TASK BRIEF: Copy everything from the line containing "Target: golden brown crust" down to the end of the data, swapping "pointer" for "locator" and leaving everything else unchanged.
*** LISTING
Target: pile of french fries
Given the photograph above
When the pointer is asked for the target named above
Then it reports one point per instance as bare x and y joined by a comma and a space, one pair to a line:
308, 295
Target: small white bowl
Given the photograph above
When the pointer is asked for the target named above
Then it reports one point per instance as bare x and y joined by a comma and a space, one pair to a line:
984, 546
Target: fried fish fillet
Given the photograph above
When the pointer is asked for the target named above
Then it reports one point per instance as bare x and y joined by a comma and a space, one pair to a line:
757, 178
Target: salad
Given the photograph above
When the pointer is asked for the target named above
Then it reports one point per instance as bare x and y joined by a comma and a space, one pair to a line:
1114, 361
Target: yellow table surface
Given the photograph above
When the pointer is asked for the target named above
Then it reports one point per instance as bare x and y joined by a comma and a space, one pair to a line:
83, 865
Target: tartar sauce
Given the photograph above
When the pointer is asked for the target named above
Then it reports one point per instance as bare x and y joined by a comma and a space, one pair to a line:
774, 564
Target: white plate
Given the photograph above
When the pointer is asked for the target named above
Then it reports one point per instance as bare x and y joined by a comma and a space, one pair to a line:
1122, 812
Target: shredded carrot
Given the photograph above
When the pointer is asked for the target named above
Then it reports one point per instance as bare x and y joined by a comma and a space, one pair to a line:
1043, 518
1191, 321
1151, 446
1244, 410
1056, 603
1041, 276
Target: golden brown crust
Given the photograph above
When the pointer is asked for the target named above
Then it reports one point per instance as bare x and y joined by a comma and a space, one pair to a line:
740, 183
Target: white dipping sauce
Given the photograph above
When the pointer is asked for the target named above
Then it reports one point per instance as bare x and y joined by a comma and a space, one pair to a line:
******
SOLUTION:
Target: golden brown crust
Given the photograph above
When the locator is asked for the target named above
Then it reports one point per instance as bare x and y joined by a comma and a space, one pair to a line:
740, 183
Target: white dipping sauce
Given the photograph above
When the locator is asked for the target named above
Then it reports one point per instance as bare x and y joined by a comma and a space, one pair to a line:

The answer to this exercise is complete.